RECORDS PROVIDED below:

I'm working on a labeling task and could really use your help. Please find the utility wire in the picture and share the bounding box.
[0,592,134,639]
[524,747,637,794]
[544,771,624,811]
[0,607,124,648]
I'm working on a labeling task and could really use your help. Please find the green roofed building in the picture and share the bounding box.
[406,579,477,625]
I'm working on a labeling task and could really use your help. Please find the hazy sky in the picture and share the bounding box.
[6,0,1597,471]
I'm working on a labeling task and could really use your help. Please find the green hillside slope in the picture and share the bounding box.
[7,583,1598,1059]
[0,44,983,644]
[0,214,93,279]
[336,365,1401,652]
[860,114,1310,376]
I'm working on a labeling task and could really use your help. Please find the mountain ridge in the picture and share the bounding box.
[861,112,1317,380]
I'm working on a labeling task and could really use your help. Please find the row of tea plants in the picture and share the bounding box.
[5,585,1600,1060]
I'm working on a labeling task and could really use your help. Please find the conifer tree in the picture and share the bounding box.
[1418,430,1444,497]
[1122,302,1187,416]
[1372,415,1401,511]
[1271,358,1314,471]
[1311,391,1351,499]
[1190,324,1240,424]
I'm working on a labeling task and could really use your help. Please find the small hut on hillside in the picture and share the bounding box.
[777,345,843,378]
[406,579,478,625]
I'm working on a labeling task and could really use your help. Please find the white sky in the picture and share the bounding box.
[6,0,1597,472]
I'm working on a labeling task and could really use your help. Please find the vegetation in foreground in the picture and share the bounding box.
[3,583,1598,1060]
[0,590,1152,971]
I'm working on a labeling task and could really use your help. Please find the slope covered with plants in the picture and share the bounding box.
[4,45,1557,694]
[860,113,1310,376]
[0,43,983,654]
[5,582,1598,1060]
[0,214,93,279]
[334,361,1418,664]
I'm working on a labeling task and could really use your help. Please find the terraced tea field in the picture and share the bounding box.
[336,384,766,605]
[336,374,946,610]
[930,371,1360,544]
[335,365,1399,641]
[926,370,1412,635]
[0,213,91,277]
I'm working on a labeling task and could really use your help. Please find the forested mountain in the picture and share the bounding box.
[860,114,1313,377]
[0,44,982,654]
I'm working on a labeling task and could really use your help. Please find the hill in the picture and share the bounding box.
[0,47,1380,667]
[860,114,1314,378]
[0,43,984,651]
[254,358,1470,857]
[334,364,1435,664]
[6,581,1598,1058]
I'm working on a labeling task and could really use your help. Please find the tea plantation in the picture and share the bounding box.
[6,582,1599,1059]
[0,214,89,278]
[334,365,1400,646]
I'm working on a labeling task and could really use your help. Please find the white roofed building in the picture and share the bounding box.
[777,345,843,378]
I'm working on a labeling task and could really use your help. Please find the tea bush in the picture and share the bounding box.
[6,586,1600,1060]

End of RECORDS PROVIDED.

TASK BRIEF> Extract the data exactly as given.

WRITTEN REPLY>
I'm working on a labeling task and could really use your help. Please find the utility wire in the picture and share the bounding box.
[0,592,134,639]
[524,747,637,794]
[544,771,624,811]
[0,607,124,648]
I'm working on a labeling task and could really use your help. Please find the green roofed building in the picture and share the bounding box.
[406,579,477,625]
I'm working on a labeling task and could really use your help. Please find the hazy sky in the picture and share the bounding box.
[6,0,1597,471]
I'm working on a labeling task and could really use your help. Please find the green hillside slope in the picture and share the bounding box.
[7,583,1598,1059]
[0,44,983,644]
[0,214,93,279]
[336,365,1401,652]
[860,114,1310,376]
I'm working on a labeling task and could really use your help. Please find the mountain ridge in the picture and share the bounding box.
[861,112,1317,380]
I'm working on a labeling task and could really use your help. Please find the row of tea plants in the picture and share the bounding box.
[5,585,1600,1060]
I'm working on a labeling task and could really use your help. Please find the conifer tree in the picture and share the bounding box.
[1418,430,1444,497]
[1122,302,1187,416]
[1372,415,1401,511]
[1271,358,1314,471]
[1311,391,1351,499]
[1190,324,1240,424]
I'm working on a labeling task and could really use your help. Please find the small hut on hillside in the picture and share the bounding box.
[777,345,843,378]
[406,579,478,625]
I'm working on a labeling task and could really use your help. Please find the white sky in the picture and share the bounding box.
[6,0,1597,472]
I'm working on a labeling task and could really use your help. Please find the vegetation in foreground in the picture and share the bounding box.
[3,583,1598,1060]
[0,590,1152,971]
I'm working on a labeling task and could really use your help. Please find the slope covered with plants in the picture and share the bounding box.
[4,45,1557,694]
[860,113,1310,376]
[0,43,983,654]
[5,582,1598,1060]
[0,214,93,279]
[334,361,1418,664]
I'm working on a labeling task and could really use your help. Please find the terraced tea field in the picture and share the bounding box.
[336,384,766,605]
[336,374,946,610]
[930,371,1360,544]
[335,365,1399,641]
[926,370,1412,635]
[0,213,91,277]
I'm working on a labeling task and could really use your help. Please find the forested mountain in the picture and share the bounding box.
[860,114,1313,377]
[0,44,982,654]
I'm working on a labeling task and could really use your help. Please find the hill in the picture and share the bounding box.
[0,47,1380,667]
[860,114,1314,378]
[0,43,984,651]
[254,358,1470,857]
[334,364,1435,664]
[6,581,1598,1058]
I'm working on a labeling task and could really use your help. Please find the tea plantation in the picture and share the bounding box.
[6,582,1599,1059]
[0,214,89,278]
[334,365,1400,646]
I'm working on a labeling task and could really use your help. Please find the white roofed building in the picture and share the bounding box.
[777,345,843,378]
I'm working on a labeling task and could really use your help. Please find the tea bush in the picture and share the bounding box.
[6,586,1600,1060]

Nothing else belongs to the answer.